* _Requirement_:
Write out every entry, unchanged. Skip any picture.

* _Data to process_:
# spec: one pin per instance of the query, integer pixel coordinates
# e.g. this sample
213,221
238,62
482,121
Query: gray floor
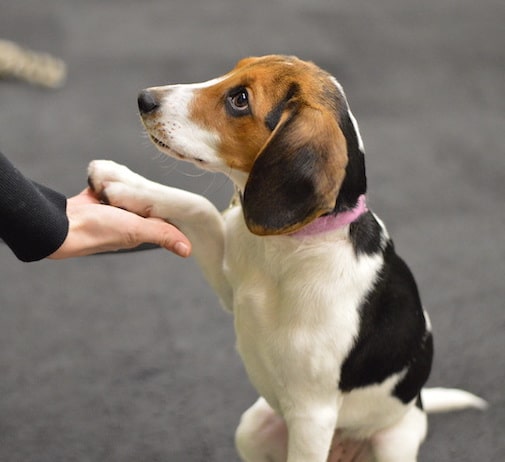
129,357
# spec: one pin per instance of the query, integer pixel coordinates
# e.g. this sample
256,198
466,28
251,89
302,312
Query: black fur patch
354,184
392,334
366,235
273,117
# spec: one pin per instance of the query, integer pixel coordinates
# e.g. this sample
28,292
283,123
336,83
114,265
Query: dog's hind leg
400,443
262,435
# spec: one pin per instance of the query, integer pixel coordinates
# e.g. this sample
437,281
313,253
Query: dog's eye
238,102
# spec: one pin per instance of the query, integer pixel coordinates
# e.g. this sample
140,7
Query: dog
328,319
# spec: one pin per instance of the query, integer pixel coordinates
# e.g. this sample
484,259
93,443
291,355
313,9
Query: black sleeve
33,220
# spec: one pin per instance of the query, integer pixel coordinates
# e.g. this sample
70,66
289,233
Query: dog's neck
332,222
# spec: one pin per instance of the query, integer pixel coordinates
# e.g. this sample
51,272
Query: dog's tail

* _Expected output_:
# spec: one pin per instance of the query, integer pixel coordinates
# e.g. this sample
213,221
238,62
482,121
Query: gray floor
129,357
# spec: one pin per instance of the query, integer pixel coordinates
# e.g. this sample
256,198
466,28
251,89
302,312
Query: black fur patch
354,184
392,334
366,235
273,117
# spec: one pin per instance of the query, integer pixel coordinates
# e.g. this sample
28,292
283,123
336,83
114,265
Query: dog's hind leg
400,443
262,435
# spec: one pin per instance of the query, integer pixel coordinates
# e.g. this sample
437,281
313,253
Query: dog's eye
238,102
# spec: one pin per instance of the query, integer pixel coordinates
# e.g. this sample
140,7
Query: dog
328,319
# spec: one pin per instance of the query, integer pixel coordinates
# e.g. this sample
484,259
93,443
291,355
313,9
Query: black sleeve
33,220
# spec: one pin per instance of the query, integer pixel coordinates
# e.g. this sample
70,66
289,233
Query: dog's neck
332,222
# spec: one pin per instance of the query, integer pixel coordinates
# e.g. this sample
51,272
Query: dog's tail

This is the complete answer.